- What you need to do -
Find the lines in the records that carry the word "hair". Copy each one.

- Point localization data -
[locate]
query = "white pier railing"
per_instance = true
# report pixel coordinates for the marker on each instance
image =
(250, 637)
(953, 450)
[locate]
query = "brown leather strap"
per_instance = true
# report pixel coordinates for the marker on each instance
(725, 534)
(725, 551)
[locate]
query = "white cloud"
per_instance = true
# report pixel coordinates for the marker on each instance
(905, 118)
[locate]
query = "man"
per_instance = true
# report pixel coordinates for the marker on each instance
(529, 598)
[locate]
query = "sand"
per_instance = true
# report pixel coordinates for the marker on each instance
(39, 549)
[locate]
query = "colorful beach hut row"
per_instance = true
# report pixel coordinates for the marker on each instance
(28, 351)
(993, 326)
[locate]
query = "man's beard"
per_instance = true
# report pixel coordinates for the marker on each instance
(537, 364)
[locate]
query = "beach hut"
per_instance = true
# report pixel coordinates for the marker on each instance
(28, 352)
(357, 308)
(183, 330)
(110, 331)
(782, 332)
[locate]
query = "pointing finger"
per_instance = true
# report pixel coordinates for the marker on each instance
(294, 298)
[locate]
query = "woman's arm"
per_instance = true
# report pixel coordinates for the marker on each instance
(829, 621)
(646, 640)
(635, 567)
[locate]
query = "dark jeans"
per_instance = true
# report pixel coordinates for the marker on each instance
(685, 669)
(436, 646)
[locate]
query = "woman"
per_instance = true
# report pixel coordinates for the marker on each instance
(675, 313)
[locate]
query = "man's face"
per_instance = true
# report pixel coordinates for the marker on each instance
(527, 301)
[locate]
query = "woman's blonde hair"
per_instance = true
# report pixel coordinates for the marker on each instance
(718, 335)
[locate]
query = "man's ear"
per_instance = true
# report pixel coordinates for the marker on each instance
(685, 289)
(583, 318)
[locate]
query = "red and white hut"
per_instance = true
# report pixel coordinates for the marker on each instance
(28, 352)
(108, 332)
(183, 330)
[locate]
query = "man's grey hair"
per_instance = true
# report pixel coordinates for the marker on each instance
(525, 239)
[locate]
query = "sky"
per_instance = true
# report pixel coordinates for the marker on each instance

- Finished exercise -
query = "woman's blonde hair"
query = "man's grey hair"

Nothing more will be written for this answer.